EXERCISE BRIEF:
Please write out the final portion of the records below exactly: the line containing "Objective — one marker on every instance of the cream", every line after it, and nothing else.

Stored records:
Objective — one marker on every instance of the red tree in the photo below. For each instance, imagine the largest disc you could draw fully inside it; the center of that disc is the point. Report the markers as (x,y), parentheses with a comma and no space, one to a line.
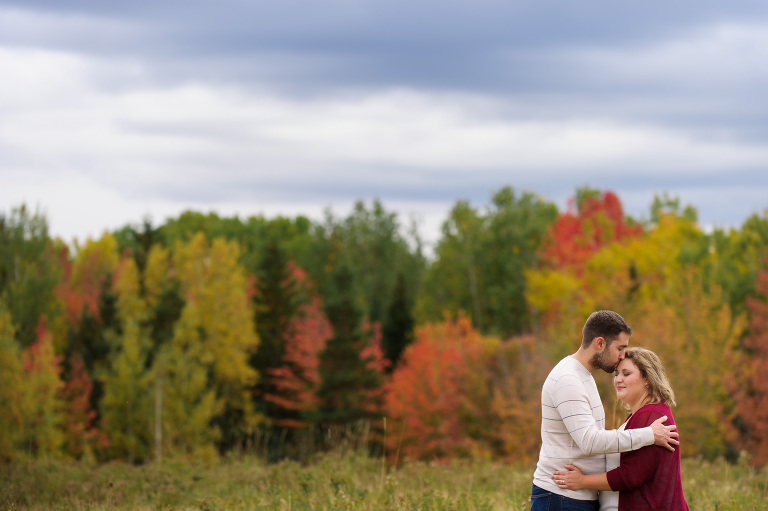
(80,432)
(297,380)
(428,397)
(752,394)
(591,222)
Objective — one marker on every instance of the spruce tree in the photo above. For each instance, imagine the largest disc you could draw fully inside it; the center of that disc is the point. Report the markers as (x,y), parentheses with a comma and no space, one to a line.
(398,326)
(351,381)
(277,300)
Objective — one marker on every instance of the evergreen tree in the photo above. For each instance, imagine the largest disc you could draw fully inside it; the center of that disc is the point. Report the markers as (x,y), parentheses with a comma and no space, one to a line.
(125,407)
(11,390)
(277,300)
(398,325)
(351,387)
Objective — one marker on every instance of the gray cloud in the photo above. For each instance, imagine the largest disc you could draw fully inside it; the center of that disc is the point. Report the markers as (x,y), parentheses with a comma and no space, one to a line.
(160,106)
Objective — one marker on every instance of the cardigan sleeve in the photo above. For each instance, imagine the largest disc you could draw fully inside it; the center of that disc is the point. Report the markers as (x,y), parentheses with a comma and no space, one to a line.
(638,466)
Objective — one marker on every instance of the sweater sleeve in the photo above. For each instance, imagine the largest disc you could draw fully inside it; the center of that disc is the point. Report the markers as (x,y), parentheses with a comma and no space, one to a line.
(571,399)
(637,467)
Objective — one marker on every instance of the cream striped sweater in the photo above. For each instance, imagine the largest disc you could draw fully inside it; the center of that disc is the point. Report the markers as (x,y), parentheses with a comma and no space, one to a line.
(573,428)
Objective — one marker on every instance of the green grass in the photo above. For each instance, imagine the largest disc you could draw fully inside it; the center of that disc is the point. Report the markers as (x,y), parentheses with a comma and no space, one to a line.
(332,482)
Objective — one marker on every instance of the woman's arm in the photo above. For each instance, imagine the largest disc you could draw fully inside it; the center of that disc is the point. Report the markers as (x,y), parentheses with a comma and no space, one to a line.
(573,479)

ANSWER TO THE EXERCISE:
Objective — one marker on every instance of the cream striped sweater in the photo above. For each instance, imagine the largest disc you could draw fully inside it; the center of that disc is the point. Report the markers as (x,y), parentheses with a comma and no space, one to a line.
(573,428)
Objective — one marker on every instance of the green grass in the photo above. For each instance, imagine the largest disc you could draw fully inside it; the center of that disc is the point. Report the markers as (x,y), parentheses with a comma and no space, one to a line.
(332,482)
Objective — one marker on every instance of the woman's arm in the photo above. For each instance, imagine the largest disc you could draw fully inside it; the center of that disc is the point. Report the markers as (x,y), parentheses with a comma and no space, one to a line.
(573,479)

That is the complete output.